Provided text:
# jcontrol binary missing: Openjdk7, Openjdk7-jre, Openjdk8, Openjdk8-jre



## tanis (Nov 13, 2019)

Hi,

Unfortunately I'm unable to locate the jcontrol binary.

Research (Google) and handbook has given no glues so far.

If someone could point me in the right direction?

Thank you.

Regards,
tanis


----------



## SirDice (Nov 13, 2019)

As far as I know it's jconsole for OpenJDK.





__





						JConsole
					






					openjdk.java.net


----------



## tanis (Nov 13, 2019)

SirDice, thank you, unfortunately, that's not what I'm looking for. jcontrol used to be the java control panel to customize all security relevant options, like disabling OCSP.


----------



## SirDice (Nov 13, 2019)

I can't tell, I normally build OpenJDK with X11 off (headless)[*]. Which means it never installs any of those GUI tools on my systems.

To do:
**a.** From the thread:
(i) What does SirDice say the tool is called for OpenJDK?
(ii) What does tanis say jcontrol used to be?
(iii) How does SirDice normally build OpenJDK?
**b.** Repeat the part of the thread that opens with the words containing "SirDice, thank you, unfortunately, that's" and closes with "like disabling OCSP.", word for word.
Use only the thread above.

Material supplied:
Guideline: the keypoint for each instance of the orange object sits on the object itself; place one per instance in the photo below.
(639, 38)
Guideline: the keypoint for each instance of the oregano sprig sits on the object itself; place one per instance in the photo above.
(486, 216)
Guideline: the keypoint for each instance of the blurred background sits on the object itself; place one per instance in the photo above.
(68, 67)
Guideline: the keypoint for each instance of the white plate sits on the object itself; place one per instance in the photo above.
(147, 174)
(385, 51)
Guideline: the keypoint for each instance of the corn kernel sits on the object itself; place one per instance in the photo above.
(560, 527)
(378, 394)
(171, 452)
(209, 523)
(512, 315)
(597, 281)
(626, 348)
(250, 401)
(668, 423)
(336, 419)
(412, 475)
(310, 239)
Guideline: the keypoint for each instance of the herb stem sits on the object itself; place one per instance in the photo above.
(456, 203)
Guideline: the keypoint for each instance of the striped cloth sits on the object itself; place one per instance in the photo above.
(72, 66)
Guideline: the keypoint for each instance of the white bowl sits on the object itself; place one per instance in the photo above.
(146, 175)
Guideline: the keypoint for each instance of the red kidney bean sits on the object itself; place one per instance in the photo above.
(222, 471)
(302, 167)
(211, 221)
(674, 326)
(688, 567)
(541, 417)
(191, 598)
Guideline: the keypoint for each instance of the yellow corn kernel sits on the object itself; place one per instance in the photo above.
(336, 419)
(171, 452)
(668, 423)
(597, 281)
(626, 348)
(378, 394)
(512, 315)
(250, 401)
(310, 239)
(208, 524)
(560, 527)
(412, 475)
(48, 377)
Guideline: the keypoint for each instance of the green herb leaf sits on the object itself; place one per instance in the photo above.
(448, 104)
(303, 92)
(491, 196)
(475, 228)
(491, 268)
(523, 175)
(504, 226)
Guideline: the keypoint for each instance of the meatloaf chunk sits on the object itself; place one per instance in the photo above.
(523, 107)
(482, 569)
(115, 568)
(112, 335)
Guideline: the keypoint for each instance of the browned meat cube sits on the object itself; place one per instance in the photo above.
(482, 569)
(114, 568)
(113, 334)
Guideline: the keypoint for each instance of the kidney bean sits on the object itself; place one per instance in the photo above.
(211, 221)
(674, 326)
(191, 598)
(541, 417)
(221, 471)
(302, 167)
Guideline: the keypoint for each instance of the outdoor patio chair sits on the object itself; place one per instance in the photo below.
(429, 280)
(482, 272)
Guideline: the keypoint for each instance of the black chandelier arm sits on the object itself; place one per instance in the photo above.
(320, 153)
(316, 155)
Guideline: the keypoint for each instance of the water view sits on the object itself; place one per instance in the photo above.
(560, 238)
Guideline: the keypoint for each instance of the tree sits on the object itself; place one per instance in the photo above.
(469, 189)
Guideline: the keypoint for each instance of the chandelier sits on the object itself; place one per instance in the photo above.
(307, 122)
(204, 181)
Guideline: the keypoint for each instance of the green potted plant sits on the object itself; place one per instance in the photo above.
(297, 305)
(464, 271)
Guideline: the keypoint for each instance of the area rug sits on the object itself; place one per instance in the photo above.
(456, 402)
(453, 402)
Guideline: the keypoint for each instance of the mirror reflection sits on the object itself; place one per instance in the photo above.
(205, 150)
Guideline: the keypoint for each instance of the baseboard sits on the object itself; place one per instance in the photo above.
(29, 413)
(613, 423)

Answers given:
**a.**
(i) jconsole
(ii) The java control panel to customize all security relevant options, like disabling OCSP
(iii) With X11 off (headless)

**b.**
SirDice, thank you, unfortunately, that's not what I'm looking for. jcontrol used to be the java control panel to customize all security relevant options, like disabling OCSP.